§ **Exercise prompt**: Reproduce all of the data below with "evenodd" swapped for "nonzero" wherever it occurs, keeping everything else the same and leaving out the pictures.

• • • • •

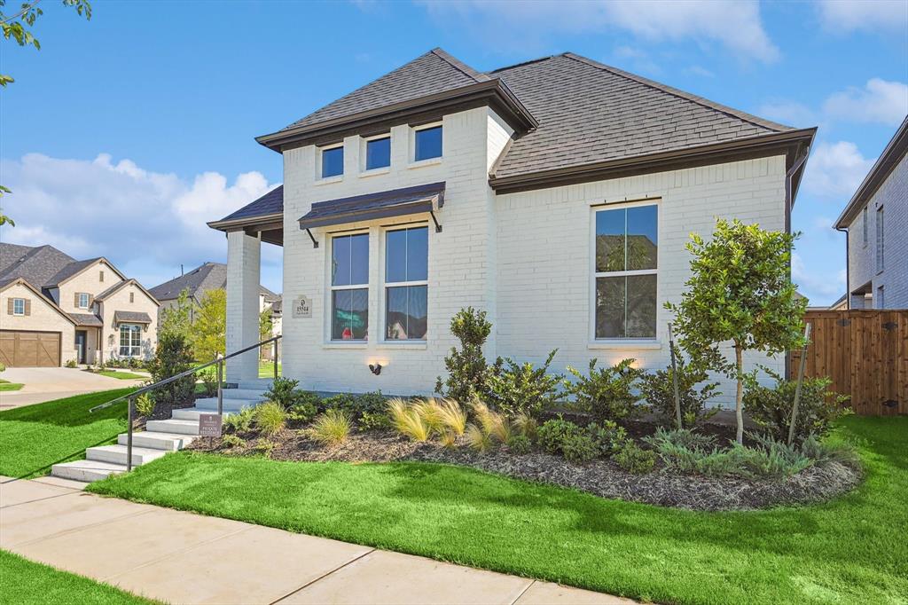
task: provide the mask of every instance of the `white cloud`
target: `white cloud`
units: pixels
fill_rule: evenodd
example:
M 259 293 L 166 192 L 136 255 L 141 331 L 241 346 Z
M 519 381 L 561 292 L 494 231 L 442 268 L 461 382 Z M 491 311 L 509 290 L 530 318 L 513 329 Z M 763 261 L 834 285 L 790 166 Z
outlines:
M 804 188 L 818 197 L 844 202 L 854 193 L 875 162 L 865 158 L 850 141 L 821 143 L 807 162 Z
M 223 233 L 205 223 L 229 214 L 275 183 L 257 172 L 232 183 L 218 173 L 192 182 L 153 173 L 130 160 L 114 164 L 102 154 L 93 161 L 29 154 L 3 160 L 5 213 L 16 223 L 4 227 L 3 241 L 49 243 L 75 258 L 105 256 L 146 286 L 154 286 L 204 261 L 223 262 Z M 280 263 L 280 249 L 262 248 L 264 265 Z M 277 286 L 274 272 L 265 285 Z
M 536 39 L 562 33 L 602 32 L 617 28 L 645 40 L 717 42 L 732 52 L 761 61 L 775 61 L 778 48 L 763 27 L 759 4 L 753 0 L 707 2 L 698 0 L 515 0 L 481 2 L 450 0 L 421 2 L 429 13 L 449 25 L 452 17 L 498 45 L 534 46 Z M 501 35 L 508 23 L 520 35 Z
M 908 30 L 908 3 L 904 0 L 818 0 L 820 23 L 827 31 Z
M 908 114 L 908 85 L 873 78 L 864 88 L 849 87 L 833 94 L 823 109 L 833 117 L 897 126 Z

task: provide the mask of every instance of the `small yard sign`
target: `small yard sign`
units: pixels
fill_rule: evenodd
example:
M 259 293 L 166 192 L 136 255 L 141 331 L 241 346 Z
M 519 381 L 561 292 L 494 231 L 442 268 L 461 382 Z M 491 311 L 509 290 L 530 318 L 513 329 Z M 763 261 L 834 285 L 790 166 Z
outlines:
M 308 296 L 300 296 L 293 301 L 293 317 L 311 317 L 312 299 Z
M 220 437 L 221 414 L 199 414 L 199 434 L 202 437 Z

• • • • •

§ **Expected answer**:
task: provide the mask of every instance of the `white cloud`
target: `white cloud`
units: pixels
fill_rule: nonzero
example:
M 259 293 L 166 192 L 136 255 L 141 331 L 241 346 Z
M 519 381 L 561 292 L 494 231 L 442 268 L 461 382 Z M 491 311 L 509 290 L 530 318 L 513 329 Z M 763 261 L 834 285 L 790 166 Z
outlines:
M 804 188 L 818 197 L 844 202 L 854 193 L 875 162 L 865 158 L 850 141 L 821 143 L 807 162 Z
M 223 233 L 205 223 L 229 214 L 275 183 L 257 172 L 232 183 L 218 173 L 192 182 L 153 173 L 130 160 L 114 164 L 102 154 L 93 161 L 29 154 L 3 160 L 5 213 L 16 223 L 4 227 L 3 241 L 49 243 L 75 258 L 105 256 L 146 286 L 154 286 L 204 261 L 223 262 Z M 280 263 L 280 249 L 262 248 L 264 265 Z M 277 286 L 274 272 L 265 285 Z
M 536 39 L 562 33 L 602 32 L 617 28 L 645 40 L 717 42 L 732 52 L 761 61 L 775 61 L 778 48 L 763 27 L 759 4 L 753 0 L 707 2 L 698 0 L 515 0 L 481 2 L 450 0 L 421 2 L 429 13 L 449 25 L 452 17 L 498 45 L 534 46 Z M 501 35 L 508 23 L 520 35 Z
M 908 30 L 908 3 L 904 0 L 818 0 L 820 23 L 827 31 Z
M 908 114 L 908 85 L 873 78 L 864 88 L 849 87 L 833 94 L 823 109 L 833 117 L 897 126 Z

task: provide the mask of every instance of the `small yard sign`
target: `small yard sign`
units: pixels
fill_rule: nonzero
example:
M 259 293 L 166 192 L 136 255 L 141 331 L 241 346 Z
M 519 381 L 561 292 L 494 231 L 442 268 L 461 382 Z M 491 311 L 509 290 L 530 318 L 513 329 Z M 763 261 L 834 285 L 790 166 Z
outlines:
M 308 296 L 300 296 L 293 301 L 293 317 L 311 317 L 312 299 Z
M 220 437 L 221 414 L 199 414 L 199 434 L 202 437 Z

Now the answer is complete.